§ Stated exercise: Rewrite the rows starting at the one that contains "Dataset curation — class: satellite" and ending after the one that contains "140 87 144 134", swapping "space-delimited" for "space-separated" and leaving everything else unchanged. Return only those rows.
=-=-=-=-=
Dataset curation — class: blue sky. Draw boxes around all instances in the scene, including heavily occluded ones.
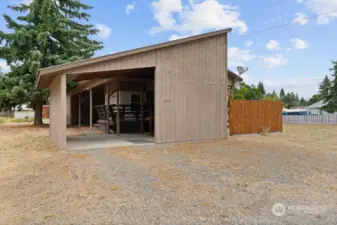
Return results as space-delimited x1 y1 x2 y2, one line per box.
0 0 337 98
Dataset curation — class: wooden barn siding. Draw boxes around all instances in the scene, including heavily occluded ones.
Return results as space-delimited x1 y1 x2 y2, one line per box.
66 34 228 143
283 115 337 125
66 51 156 75
229 100 283 135
49 74 67 149
155 35 227 143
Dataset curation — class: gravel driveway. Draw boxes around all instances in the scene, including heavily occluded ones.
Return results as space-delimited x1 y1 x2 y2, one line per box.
69 134 337 225
0 126 337 225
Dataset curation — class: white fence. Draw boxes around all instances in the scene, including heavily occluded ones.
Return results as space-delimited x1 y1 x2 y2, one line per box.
283 115 337 125
14 111 35 119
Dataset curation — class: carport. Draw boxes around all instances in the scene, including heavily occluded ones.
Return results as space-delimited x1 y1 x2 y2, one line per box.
36 29 231 149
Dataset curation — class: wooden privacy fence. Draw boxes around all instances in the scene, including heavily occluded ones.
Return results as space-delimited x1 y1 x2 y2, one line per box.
283 115 337 125
229 100 283 135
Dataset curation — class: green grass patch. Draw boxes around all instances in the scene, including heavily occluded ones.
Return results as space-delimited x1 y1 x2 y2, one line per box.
0 117 34 124
0 117 10 124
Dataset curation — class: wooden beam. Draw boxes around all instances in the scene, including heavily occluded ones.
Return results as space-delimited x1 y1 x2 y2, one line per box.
116 80 121 136
78 93 82 127
89 88 92 129
106 81 110 134
140 85 144 134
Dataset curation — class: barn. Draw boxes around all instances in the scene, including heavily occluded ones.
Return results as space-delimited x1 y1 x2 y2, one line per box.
35 29 234 149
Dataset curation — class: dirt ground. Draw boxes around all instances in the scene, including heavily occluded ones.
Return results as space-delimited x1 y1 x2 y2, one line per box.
0 125 337 225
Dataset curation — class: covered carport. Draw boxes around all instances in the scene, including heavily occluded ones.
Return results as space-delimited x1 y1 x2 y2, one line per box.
36 29 231 149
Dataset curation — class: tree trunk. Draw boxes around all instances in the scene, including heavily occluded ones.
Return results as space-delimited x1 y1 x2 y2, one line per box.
34 99 43 125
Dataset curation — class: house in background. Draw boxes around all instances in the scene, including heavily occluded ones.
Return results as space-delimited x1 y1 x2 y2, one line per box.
283 108 310 116
14 104 35 119
307 100 337 115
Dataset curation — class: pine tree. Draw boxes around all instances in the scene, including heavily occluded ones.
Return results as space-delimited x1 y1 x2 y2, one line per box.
0 0 102 124
257 81 266 99
280 88 286 101
323 61 337 113
319 76 331 101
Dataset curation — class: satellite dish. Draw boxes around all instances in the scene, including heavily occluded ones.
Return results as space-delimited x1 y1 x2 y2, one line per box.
236 66 248 76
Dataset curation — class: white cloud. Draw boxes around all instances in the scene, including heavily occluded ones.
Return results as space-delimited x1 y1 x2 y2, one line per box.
21 0 33 5
169 34 188 41
228 47 256 66
260 54 288 68
298 0 337 24
262 76 324 98
266 40 281 50
290 38 309 49
0 60 11 73
96 24 111 39
151 0 182 32
293 13 309 26
245 41 254 47
151 0 248 34
125 2 136 14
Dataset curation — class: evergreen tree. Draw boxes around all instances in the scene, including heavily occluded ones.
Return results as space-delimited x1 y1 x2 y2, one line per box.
257 81 266 99
280 88 286 101
308 94 322 105
300 97 308 106
0 0 102 124
323 61 337 113
264 90 279 101
319 76 331 101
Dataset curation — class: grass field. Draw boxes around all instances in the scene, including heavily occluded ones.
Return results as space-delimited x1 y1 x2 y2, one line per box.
0 117 34 124
0 125 337 225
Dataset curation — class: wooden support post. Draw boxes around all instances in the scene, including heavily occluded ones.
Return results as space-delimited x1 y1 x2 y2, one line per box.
116 80 121 136
78 93 82 127
89 88 92 129
106 81 110 134
148 93 154 136
140 87 144 134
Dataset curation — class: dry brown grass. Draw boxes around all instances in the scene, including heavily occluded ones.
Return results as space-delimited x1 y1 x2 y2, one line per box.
0 126 337 224
0 126 126 225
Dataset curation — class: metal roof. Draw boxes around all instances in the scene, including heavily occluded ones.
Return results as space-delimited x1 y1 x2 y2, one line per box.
307 100 328 109
35 28 232 87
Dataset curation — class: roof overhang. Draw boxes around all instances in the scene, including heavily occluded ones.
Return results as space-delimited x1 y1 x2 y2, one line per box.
35 28 232 88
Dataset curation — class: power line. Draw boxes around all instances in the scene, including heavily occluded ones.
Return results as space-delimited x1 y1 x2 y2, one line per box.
240 9 337 37
230 9 337 74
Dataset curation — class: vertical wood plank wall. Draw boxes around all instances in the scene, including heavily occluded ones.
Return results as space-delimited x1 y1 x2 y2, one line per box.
49 74 67 149
155 35 227 143
62 34 228 143
229 100 283 135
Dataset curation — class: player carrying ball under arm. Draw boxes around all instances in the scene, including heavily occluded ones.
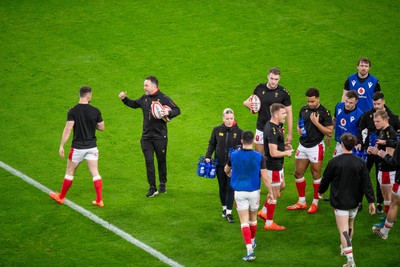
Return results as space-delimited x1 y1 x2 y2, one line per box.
258 103 293 230
243 68 293 154
50 86 104 207
286 88 333 213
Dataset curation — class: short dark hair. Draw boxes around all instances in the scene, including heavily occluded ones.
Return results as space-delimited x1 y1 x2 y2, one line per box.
268 68 281 75
372 92 385 101
79 86 92 97
146 76 158 88
357 57 371 67
269 103 286 115
374 110 389 121
242 131 254 145
306 88 319 97
340 133 357 151
340 133 357 151
346 90 358 100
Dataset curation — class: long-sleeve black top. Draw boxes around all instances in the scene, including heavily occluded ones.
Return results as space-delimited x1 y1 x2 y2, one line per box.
122 90 181 140
206 123 243 166
318 154 374 210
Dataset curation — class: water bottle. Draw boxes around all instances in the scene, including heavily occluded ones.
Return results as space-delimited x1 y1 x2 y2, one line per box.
204 162 211 178
208 161 217 178
298 118 307 137
361 149 368 162
197 157 206 177
369 133 378 147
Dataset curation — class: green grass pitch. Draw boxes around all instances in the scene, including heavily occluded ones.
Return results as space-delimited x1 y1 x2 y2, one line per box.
0 0 400 266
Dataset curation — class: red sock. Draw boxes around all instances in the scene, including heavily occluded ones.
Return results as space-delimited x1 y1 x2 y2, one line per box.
313 179 321 199
60 177 73 198
296 178 306 197
250 221 257 239
93 178 103 202
384 205 390 215
242 224 251 245
267 201 276 221
264 198 269 210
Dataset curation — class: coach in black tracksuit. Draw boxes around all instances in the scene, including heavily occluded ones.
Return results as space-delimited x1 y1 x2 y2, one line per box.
119 76 181 197
357 92 400 213
206 108 243 223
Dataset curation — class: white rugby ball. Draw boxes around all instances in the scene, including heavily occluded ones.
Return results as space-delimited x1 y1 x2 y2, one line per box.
162 105 172 122
250 94 261 114
151 101 163 119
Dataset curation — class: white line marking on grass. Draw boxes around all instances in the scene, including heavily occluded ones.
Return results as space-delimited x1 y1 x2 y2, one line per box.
0 161 182 267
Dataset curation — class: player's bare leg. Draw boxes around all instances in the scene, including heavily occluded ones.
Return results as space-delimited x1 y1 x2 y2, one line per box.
86 160 104 207
286 159 310 210
308 161 322 214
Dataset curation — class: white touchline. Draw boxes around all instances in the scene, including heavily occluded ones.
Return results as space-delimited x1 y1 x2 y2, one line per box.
0 161 183 267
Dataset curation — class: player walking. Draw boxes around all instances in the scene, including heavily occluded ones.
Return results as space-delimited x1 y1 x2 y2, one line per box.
225 131 273 261
318 133 375 267
243 68 293 154
286 88 333 214
50 86 104 207
257 103 293 230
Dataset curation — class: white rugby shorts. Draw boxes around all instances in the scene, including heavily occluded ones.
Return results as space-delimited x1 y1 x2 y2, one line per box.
378 171 396 186
333 142 343 157
68 147 99 163
235 190 260 211
295 140 325 163
254 129 264 145
267 169 284 186
333 207 358 218
392 182 400 197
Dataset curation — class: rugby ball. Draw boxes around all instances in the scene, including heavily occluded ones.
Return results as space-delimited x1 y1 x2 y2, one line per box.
162 105 172 122
250 94 261 114
151 101 163 119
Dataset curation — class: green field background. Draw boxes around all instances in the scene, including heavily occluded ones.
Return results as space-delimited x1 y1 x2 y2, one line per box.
0 0 400 266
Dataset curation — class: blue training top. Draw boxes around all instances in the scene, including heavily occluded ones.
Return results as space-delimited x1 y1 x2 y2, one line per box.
228 149 263 192
335 102 363 142
348 73 378 112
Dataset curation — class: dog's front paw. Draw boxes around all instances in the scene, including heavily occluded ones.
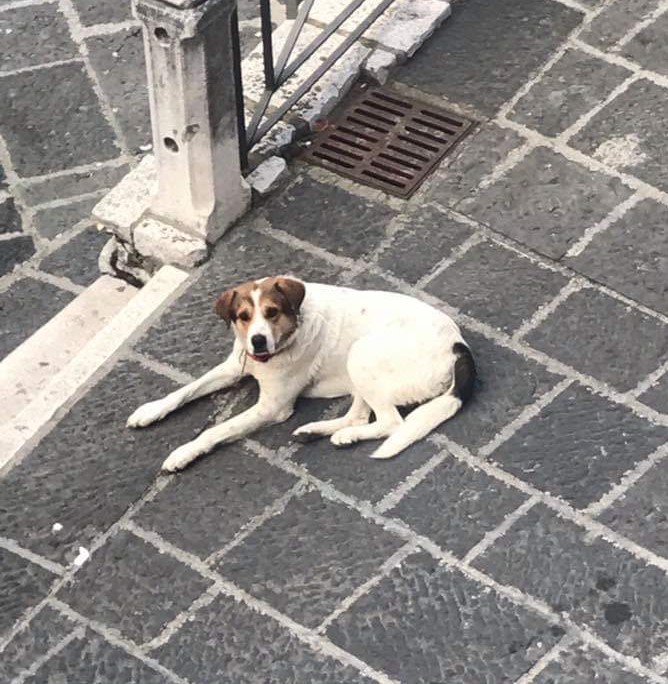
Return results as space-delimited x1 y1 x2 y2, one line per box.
161 442 202 473
127 400 167 427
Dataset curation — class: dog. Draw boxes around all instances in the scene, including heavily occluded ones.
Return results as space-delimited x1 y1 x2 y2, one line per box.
128 276 476 472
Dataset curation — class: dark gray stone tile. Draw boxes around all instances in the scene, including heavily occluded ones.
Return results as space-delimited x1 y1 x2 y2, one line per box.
413 122 524 210
72 0 132 26
378 205 473 284
265 177 396 259
33 199 99 239
0 235 35 276
220 492 402 627
0 548 57 635
57 531 212 644
21 164 130 205
327 554 563 684
534 644 648 684
474 506 668 663
138 222 340 376
638 372 668 413
599 462 668 558
570 80 668 190
425 242 568 332
40 228 109 285
622 14 668 75
25 633 170 684
396 0 583 116
0 64 119 176
438 330 559 449
457 148 631 259
0 278 74 359
568 199 668 314
86 29 151 153
135 444 296 557
510 50 631 136
386 458 527 557
0 362 215 561
0 606 75 682
253 397 350 451
292 416 437 502
0 197 23 233
580 0 658 50
526 288 668 391
492 387 668 508
155 596 378 684
0 4 79 71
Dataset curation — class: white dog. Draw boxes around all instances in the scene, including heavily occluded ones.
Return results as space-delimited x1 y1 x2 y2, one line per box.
128 277 475 472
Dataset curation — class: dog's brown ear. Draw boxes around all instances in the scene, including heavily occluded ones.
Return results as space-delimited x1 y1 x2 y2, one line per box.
214 289 237 325
274 277 306 316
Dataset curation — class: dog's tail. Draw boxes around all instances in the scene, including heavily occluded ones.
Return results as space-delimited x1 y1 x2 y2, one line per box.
371 342 475 459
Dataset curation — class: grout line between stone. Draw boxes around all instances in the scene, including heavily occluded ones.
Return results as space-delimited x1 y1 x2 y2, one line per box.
214 436 668 684
0 0 58 14
462 496 538 565
415 231 485 290
204 480 305 566
125 521 399 684
628 361 668 399
563 190 645 259
478 378 573 458
556 72 640 145
10 626 85 684
512 277 585 342
0 57 83 78
0 537 66 576
315 542 418 634
583 444 668 518
611 1 668 52
435 434 668 573
48 597 189 684
59 0 129 155
140 582 220 653
374 448 451 515
515 634 576 684
0 476 170 654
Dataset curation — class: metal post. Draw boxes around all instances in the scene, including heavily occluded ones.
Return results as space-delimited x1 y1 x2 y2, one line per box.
285 0 299 19
135 0 250 243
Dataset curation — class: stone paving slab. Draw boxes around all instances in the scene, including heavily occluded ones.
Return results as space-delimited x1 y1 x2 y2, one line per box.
0 0 668 684
327 554 561 684
474 506 668 663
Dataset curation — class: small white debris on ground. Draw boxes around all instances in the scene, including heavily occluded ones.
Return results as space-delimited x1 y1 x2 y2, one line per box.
246 156 288 195
73 546 90 568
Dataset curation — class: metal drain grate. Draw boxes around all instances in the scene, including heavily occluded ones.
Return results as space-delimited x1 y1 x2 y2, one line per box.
304 86 473 199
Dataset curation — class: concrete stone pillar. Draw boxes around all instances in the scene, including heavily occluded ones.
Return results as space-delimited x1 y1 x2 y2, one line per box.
135 0 250 243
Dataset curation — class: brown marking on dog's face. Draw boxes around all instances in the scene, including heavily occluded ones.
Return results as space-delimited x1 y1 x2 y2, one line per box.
215 276 306 355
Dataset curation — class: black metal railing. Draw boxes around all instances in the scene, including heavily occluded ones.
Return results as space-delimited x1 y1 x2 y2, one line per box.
232 0 394 169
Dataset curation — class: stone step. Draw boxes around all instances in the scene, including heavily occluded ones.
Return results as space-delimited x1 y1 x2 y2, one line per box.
0 266 188 473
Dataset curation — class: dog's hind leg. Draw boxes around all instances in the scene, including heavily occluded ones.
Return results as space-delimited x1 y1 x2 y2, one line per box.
127 351 243 427
292 395 371 442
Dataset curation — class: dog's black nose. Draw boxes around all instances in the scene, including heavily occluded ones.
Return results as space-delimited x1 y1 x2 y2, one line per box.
251 335 267 353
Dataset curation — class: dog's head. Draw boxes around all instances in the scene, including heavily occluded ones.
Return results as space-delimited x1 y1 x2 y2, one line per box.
215 276 306 363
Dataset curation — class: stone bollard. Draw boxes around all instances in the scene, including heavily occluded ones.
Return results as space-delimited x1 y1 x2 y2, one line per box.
93 0 250 272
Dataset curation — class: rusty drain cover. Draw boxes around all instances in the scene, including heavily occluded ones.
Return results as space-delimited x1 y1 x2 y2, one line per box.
304 86 473 199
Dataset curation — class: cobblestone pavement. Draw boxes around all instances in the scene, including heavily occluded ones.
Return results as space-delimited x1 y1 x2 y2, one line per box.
0 0 668 684
0 0 268 359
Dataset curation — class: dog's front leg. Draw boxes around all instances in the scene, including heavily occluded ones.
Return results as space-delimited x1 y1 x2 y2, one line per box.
162 400 294 473
127 347 244 427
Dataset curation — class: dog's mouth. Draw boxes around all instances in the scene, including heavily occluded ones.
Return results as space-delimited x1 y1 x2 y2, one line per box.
248 352 274 363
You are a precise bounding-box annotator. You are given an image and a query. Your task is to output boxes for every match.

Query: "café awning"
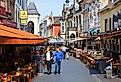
=-=-=-=-=
§ Solution to this task:
Dataset curation — class: satellite dish. Draw boxes around all instances in the scene, including heavily occluded ones.
Return results as space-separated x1 y1 x2 y2, one line per box.
236 66 248 76
Dataset curation — class: white cloud. Draw boxes around all instances in the scene, including heavily occluded ones.
Return results as space-separated x1 y1 x2 y2, one line per box.
21 0 33 5
169 34 188 41
228 47 256 66
260 54 288 68
298 0 337 24
262 76 324 98
266 40 281 50
290 38 309 49
0 60 11 73
96 24 111 39
151 0 182 32
293 13 309 26
245 41 254 47
151 0 248 34
125 2 136 14
Dataset curation — class: evergreen tree. Draw boxes around all instances in the scene, including heavily occluded ones.
Return results as space-separated x1 y1 x2 y2, one line per box.
257 81 266 99
280 88 286 101
308 94 322 105
300 97 308 106
0 0 102 124
323 61 337 113
264 90 279 101
319 76 331 101
Dataset curation — class: grass field. Draw boxes around all instances in the scene, including heavily occluded ones.
Return results as space-separated x1 y1 x2 y2, one line per box.
0 117 34 124
0 125 337 225
Dataset curation — class: wooden support post. Draw boxes around all instances in the scene, including heavily occluded ones.
Return results as space-separated x1 y1 x2 y2, one line per box.
116 80 121 136
78 93 82 127
89 88 92 129
106 81 110 134
148 93 154 136
140 87 144 134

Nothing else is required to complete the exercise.